[TESTO DI LETTURA]:
========================================
Una delle raccomandazioni prevede di esonerare le cliniche dall’obbligo di richiedere la presenza del padre per prendere la decisione di sottoporsi alla fecondazione in vitro. Se questa dovesse essere adottata, i centri di fertilità non potranno più negare questo tipo di trattamento a coppie lesbiche e a donne single.
Un’altra raccomandazione è di riconoscere legalmente lo status di “genitori” ad entrambi i partner di coppie omosessuali. Josephine Quintavalle, di Comment on Reproductive Ethics, ha criticato l’eventualità di eliminare il requisito della presenza del padre. “È un’eventualità inquietante sul ruolo dell’uomo”, ha detto alla BBC. “Possiamo solo sperare che il Parlamento respinga saggiamente l’assurda proposta di trascurare l’esigenza di un figlio di avere un padre”.
In ogni caso, sebbene le cliniche siano tenute a valutare se un trattamento di FIV possa essere effettuato in assenza del padre, un vero e proprio divieto per le donne single non esiste. Negli ultimi anni il numero di donne single che hanno concepito grazie alla FIV è cresciuto notevolmente, secondo il quotidiano Telegraph di Londra dell’8 ottobre.
Nel 2005, 156 donne lesbiche sono state sottoposte a FIV, rispetto ai soli 36 casi del 2000. Il numero complessivo di donne single che hanno fatto ricorso alle tecniche di fecondazioni in vitro è passato da 215 a 536 nell’arco dello stesso periodo.
========================================
[RIGHE DI DATI]:

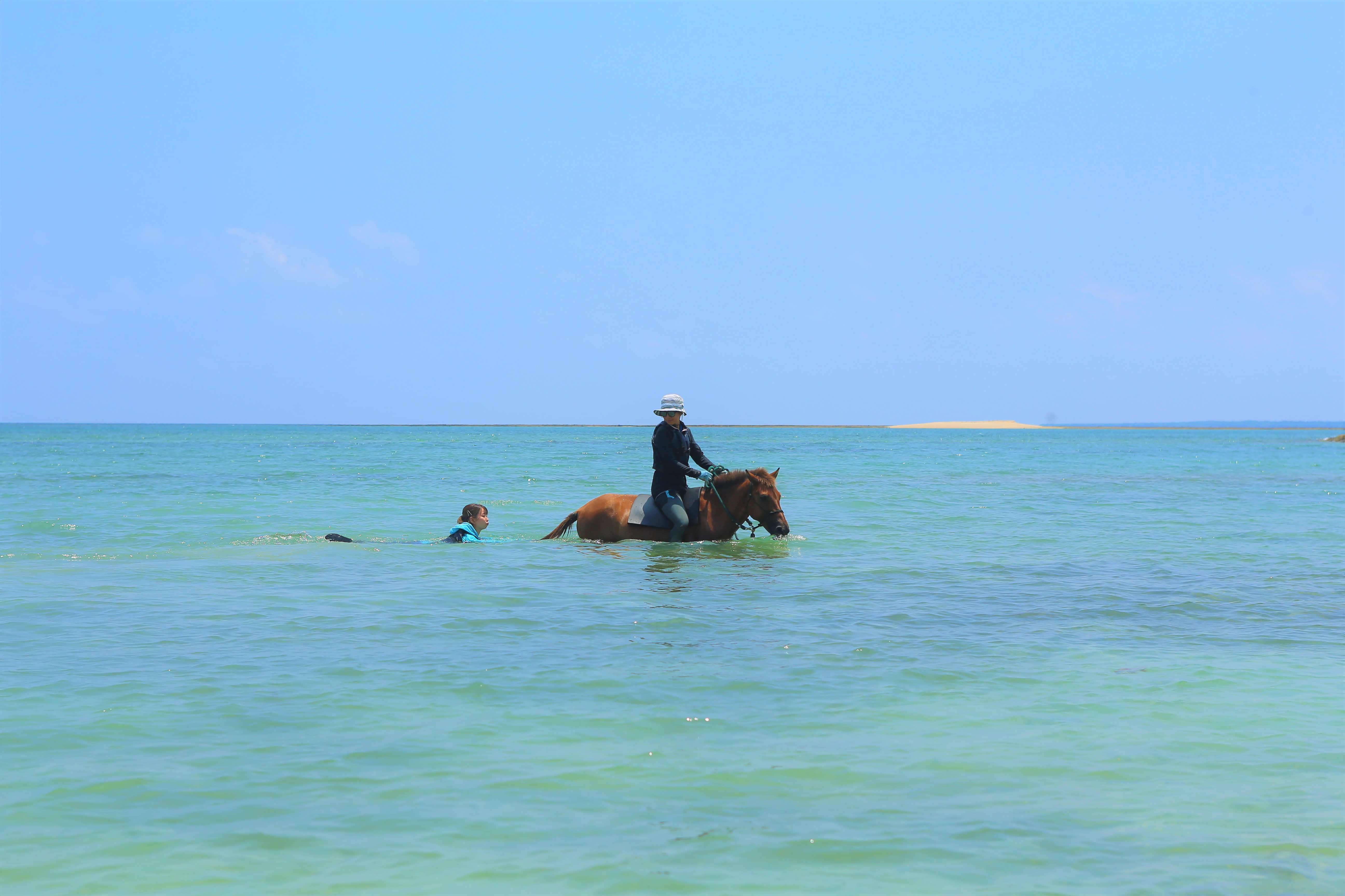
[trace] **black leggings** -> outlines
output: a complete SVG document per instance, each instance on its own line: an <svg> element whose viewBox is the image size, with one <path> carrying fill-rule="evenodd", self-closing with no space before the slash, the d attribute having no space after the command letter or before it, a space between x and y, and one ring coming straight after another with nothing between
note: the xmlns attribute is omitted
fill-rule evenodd
<svg viewBox="0 0 1345 896"><path fill-rule="evenodd" d="M682 496L677 492L663 492L654 498L654 505L672 524L672 531L668 532L668 541L681 541L682 533L686 532L686 527L691 521L686 514L686 505L682 504Z"/></svg>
========================================
[ELENCO DELLE ATTIVITÀ]:
1: Secondo il testo sulla fecondazione in vitro, per quale motivo Josephine Quintavalle auspica che il Parlamento respinga la proposta di eliminare il requisito della presenza del padre? Risponda in una o due frasi.
2: Prosegua il testo sulla fecondazione in vitro a partire dal punto in cui termina.

[RISPOSTE NUMERATE]:
1: Josephine Quintavalle considera la proposta un'eventualità inquietante sul ruolo dell'uomo. La giudica inoltre assurda perché trascurerebbe l'esigenza di un figlio di avere un padre.

2:
Il 10 luglio, un articolo del quotidiano Scotsman si è soffermato sulla questione della necessità dei figli nati da FIV di avere un padre, mettendo in evidenza alcune riflessioni critiche. “Consentire alle donne single e alle coppie lesbiche di sottoporsi a fecondazione in vitro significa permettere deliberatamente di dare alla luce figli privi del padre di cui hanno bisogno e, nei casi di coppie lesbiche, di esporli al rischio di essere confinati ad uno stato di permanente privazione della paternità”, osserva Norman Wells, direttore dell’organizzazione Family Education.
Nessun limite
Ulteriori preoccupazioni riguardano una dichiarazione apparsa in Gran Bretagna secondo cui le donne di età superiore ai 50 e 60 anni non dovrebbero essere escluse dai trattamenti FIV a causa della loro età. La proposta è stata fatta da Lord Richard Harries nell’ambito di un’intervista pubblicata il 14 ottobre sul quotidiano londinese Times.
Harries, Vescovo anglicano di Oxford a riposo, è ora presidente provvisorio della Human Fertilization and Embryology Authority.
Attualmente il Servizio sanitario nazionale britannico non finanzia trattamenti di fecondazione in vitro alle donne che hanno superato il 40° anno di età. Tuttavia, secondo Harries, l’età avanzata non è un motivo sufficiente a giustificare l’esclusione di alcuni pazienti.
Qualche mese fa il medico italiano Severino Antinori ha aiutato una don
na di 62 anni ad avere un figlio, secondo il Times dell’8 luglio. Patricia Rashbrook ha battuto ogni record ed è diventata la madre più anziana d’Inghilterra.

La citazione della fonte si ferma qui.